Recorded data
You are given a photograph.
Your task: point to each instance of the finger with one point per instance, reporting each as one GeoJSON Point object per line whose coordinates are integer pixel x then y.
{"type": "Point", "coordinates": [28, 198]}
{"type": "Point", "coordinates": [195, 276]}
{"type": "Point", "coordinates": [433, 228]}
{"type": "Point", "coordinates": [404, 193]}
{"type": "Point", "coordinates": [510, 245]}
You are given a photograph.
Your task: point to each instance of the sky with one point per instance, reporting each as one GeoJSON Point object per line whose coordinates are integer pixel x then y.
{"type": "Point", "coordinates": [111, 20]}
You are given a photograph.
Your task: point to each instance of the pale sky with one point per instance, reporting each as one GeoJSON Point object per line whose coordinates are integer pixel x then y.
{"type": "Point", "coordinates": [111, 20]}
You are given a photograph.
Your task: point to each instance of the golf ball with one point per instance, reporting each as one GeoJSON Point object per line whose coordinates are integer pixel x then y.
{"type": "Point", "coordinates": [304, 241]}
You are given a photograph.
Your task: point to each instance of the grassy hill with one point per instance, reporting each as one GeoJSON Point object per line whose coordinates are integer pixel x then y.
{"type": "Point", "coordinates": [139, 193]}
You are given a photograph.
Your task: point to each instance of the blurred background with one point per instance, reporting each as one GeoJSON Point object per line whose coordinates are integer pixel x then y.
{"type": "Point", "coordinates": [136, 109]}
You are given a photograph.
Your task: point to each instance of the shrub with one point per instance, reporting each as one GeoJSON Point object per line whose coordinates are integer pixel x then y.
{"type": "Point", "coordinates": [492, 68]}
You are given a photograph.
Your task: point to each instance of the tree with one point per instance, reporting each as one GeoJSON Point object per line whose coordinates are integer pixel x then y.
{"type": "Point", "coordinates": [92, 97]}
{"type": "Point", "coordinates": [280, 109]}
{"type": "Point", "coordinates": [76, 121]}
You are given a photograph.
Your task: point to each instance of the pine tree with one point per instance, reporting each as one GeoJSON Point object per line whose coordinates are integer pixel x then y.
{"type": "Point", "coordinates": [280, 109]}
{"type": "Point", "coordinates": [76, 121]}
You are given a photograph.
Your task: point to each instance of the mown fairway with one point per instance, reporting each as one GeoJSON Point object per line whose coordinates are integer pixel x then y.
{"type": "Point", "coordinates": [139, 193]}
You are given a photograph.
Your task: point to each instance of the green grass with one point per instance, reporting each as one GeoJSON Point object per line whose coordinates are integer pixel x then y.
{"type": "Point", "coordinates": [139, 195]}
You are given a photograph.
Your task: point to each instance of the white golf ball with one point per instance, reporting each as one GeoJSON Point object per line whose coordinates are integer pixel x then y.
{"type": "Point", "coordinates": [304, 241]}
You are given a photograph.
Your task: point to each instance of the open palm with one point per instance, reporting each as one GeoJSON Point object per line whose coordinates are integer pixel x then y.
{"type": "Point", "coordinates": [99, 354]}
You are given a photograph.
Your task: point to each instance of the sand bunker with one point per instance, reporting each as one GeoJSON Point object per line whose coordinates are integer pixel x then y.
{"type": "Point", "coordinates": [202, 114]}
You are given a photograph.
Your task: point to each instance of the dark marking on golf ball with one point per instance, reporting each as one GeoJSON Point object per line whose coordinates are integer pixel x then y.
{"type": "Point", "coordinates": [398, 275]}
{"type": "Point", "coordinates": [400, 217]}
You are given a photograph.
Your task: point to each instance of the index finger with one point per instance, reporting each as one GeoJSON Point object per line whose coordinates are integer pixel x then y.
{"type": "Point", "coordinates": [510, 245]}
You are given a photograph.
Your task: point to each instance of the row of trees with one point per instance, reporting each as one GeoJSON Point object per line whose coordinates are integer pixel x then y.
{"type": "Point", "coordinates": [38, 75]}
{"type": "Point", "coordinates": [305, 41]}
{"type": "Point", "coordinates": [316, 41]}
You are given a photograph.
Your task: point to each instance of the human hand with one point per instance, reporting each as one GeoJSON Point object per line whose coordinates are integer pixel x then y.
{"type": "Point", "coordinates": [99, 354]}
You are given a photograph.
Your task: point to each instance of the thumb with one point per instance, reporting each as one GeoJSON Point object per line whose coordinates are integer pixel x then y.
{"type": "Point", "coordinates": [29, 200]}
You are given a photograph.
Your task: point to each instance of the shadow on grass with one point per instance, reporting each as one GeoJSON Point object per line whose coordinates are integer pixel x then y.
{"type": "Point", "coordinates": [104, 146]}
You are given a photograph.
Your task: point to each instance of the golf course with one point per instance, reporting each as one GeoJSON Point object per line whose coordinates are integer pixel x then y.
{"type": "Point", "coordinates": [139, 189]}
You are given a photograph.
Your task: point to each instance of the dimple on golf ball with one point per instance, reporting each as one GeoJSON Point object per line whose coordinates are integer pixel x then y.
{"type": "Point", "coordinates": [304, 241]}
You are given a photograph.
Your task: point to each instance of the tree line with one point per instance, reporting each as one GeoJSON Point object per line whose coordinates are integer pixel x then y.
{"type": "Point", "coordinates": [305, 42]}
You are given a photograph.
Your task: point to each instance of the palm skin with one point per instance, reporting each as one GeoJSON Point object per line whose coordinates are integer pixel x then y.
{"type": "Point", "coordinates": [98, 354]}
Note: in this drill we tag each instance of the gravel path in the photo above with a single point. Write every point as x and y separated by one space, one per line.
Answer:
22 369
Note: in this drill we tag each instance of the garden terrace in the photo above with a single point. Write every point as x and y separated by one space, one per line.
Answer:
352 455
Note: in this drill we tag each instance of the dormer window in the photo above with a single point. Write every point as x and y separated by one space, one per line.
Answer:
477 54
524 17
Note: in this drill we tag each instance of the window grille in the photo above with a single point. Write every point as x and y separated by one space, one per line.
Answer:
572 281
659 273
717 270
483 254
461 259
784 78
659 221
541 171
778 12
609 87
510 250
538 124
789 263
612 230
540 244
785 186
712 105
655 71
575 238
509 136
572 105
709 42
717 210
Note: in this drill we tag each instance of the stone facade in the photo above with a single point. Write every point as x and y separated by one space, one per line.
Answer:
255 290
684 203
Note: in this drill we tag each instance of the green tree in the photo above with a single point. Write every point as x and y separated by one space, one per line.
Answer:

REQUIREMENT:
Could every entry above be printed again, word for word?

WRITTEN SOLUTION:
You are given a photograph.
Your task: point to each instance of the finger with one point per instance, reporting each as one GeoJSON Point object per line whose coordinates are integer pixel x then y.
{"type": "Point", "coordinates": [28, 198]}
{"type": "Point", "coordinates": [195, 276]}
{"type": "Point", "coordinates": [433, 228]}
{"type": "Point", "coordinates": [404, 193]}
{"type": "Point", "coordinates": [510, 245]}
You are given a photograph.
Your task: point to each instance of the sky with one point per instance, reporting each as one GeoJSON Point object per line whose coordinates are integer pixel x then y.
{"type": "Point", "coordinates": [111, 20]}
You are given a photograph.
Your task: point to each instance of the pale sky with one point per instance, reporting each as one GeoJSON Point object per line whose coordinates are integer pixel x then y.
{"type": "Point", "coordinates": [111, 20]}
You are given a photograph.
Your task: point to each instance of the golf ball with one point per instance, reporting each as one GeoJSON Point object per line whose coordinates are integer pixel x then y.
{"type": "Point", "coordinates": [304, 241]}
You are given a photograph.
Your task: point to each instance of the grassy hill with one point per instance, reporting each as one GeoJSON Point object per line whose coordinates are integer pixel x then y.
{"type": "Point", "coordinates": [139, 193]}
You are given a photograph.
Your task: point to each instance of the blurred background with one point per instance, reporting each as one GeoJSON Point object per line whose coordinates are integer pixel x then y.
{"type": "Point", "coordinates": [136, 109]}
You are given a photograph.
Your task: point to each instance of the shrub with one point per instance, reporting each as one GeoJSON Point object per line whose coordinates are integer pixel x then y.
{"type": "Point", "coordinates": [492, 68]}
You are given a photograph.
Your task: point to each instance of the tree with one point per instance, reporting each as one GeoJSON Point object per line whose coordinates are integer pixel x then y.
{"type": "Point", "coordinates": [92, 97]}
{"type": "Point", "coordinates": [280, 109]}
{"type": "Point", "coordinates": [76, 121]}
You are given a photograph.
Your task: point to each instance of the pine tree with one point per instance, reporting each as one GeoJSON Point object per line whose coordinates are integer pixel x then y.
{"type": "Point", "coordinates": [280, 109]}
{"type": "Point", "coordinates": [76, 121]}
You are given a photograph.
Your task: point to each instance of the mown fairway with one point per instance, reporting each as one GeoJSON Point object per line whose coordinates are integer pixel x then y.
{"type": "Point", "coordinates": [139, 193]}
You are given a photograph.
Your task: point to each instance of the green grass with one point per instance, reporting each as one GeoJSON Point object per line whose coordinates are integer pixel x then y.
{"type": "Point", "coordinates": [139, 195]}
You are given a photograph.
Your task: point to each instance of the white golf ball with one point per instance, reporting each as one GeoJSON Point object per line whose coordinates are integer pixel x then y.
{"type": "Point", "coordinates": [304, 241]}
You are given a photograph.
Your task: point to each instance of the open palm with one point per instance, reporting each as one GeoJSON Point object per line whose coordinates are integer pixel x then y.
{"type": "Point", "coordinates": [99, 354]}
You are given a photograph.
Your task: point to each instance of the sand bunker with one point per instance, reporting each as one GeoJSON Point object per line whose coordinates are integer pixel x then y.
{"type": "Point", "coordinates": [202, 114]}
You are given a photograph.
Your task: point to each instance of the dark marking on golf ball with one point per instance, reporting each as one GeoJSON Point object per line whose coordinates are integer pixel x then y.
{"type": "Point", "coordinates": [398, 275]}
{"type": "Point", "coordinates": [400, 217]}
You are given a photograph.
Your task: point to each instance of the index finger with one point per instance, reporting each as one GeoJSON Point object per line whose coordinates are integer pixel x then y.
{"type": "Point", "coordinates": [510, 245]}
You are given a photograph.
Your task: point to each instance of the row of trees with one point per instance, reporting each as one GeoJSON Point object per line whose coordinates are integer pixel x then y.
{"type": "Point", "coordinates": [38, 75]}
{"type": "Point", "coordinates": [305, 41]}
{"type": "Point", "coordinates": [316, 41]}
You are given a photograph.
Your task: point to each instance of the human hand with one point per instance, reporting each as one GeoJSON Point object per line whose coordinates are integer pixel x then y.
{"type": "Point", "coordinates": [99, 354]}
You are given a photograph.
Your task: point to each instance of the thumb with one point per instance, reporting each as one GeoJSON Point object per line whose coordinates are integer pixel x then y.
{"type": "Point", "coordinates": [29, 200]}
You are given a photograph.
Your task: point to each instance of the shadow on grass with one point per instance, reporting each as one GeoJSON Point object per line whose coordinates are integer pixel x then y.
{"type": "Point", "coordinates": [104, 146]}
You are given a photograph.
Your task: point to each instance of the golf course with one point per instance, reporting each as one GeoJSON Point object per line whose coordinates are integer pixel x then y.
{"type": "Point", "coordinates": [139, 189]}
You are given a photograph.
Your task: point to each instance of the dimple on golf ball with one point per instance, reporting each as one GeoJSON Point object per line whose coordinates are integer pixel x then y.
{"type": "Point", "coordinates": [304, 241]}
You are given a photograph.
Your task: point to each instance of the tree line with one point per instance, reporting each as one GeoJSON Point object per line whose coordinates are integer pixel x then y.
{"type": "Point", "coordinates": [305, 42]}
You are given a photograph.
Your task: point to each instance of the palm skin with one point per instance, reporting each as one GeoJSON Point object per line whose coordinates are integer pixel x then y.
{"type": "Point", "coordinates": [98, 354]}
Note: in this drill we tag each instance of the gravel path in the photo above with a single point. Write every point as x and y separated by one space, one per line.
Answer:
22 369
Note: in this drill we tag each instance of the garden terrace in the photo above with a single point. Write every point as x and y separated by one space, one per line.
Answer:
352 455
Note: in this drill we tag each instance of the dormer window in the photo above with a single point. Write every point as x and y separated by one space, one per line.
Answer:
477 54
524 17
Note: in this drill we tag each instance of the window grille in the photo above with a single point. Write every point as x and y separated by one space, one per line.
Answer:
572 281
659 273
717 270
483 254
461 259
784 78
659 221
541 171
778 12
609 87
510 250
538 124
789 263
612 230
540 244
785 186
712 105
655 71
575 238
509 136
572 105
709 42
717 210
Note: in this drill we tag each instance of the stone facade in the photo above with a single point. Write every point as x and y separated by one space, one per line.
Answer:
255 290
684 203
Note: in this drill we tag each instance of the green tree in the photo above with a single point. Write every point as x and y separated by one space, one per line.
Answer:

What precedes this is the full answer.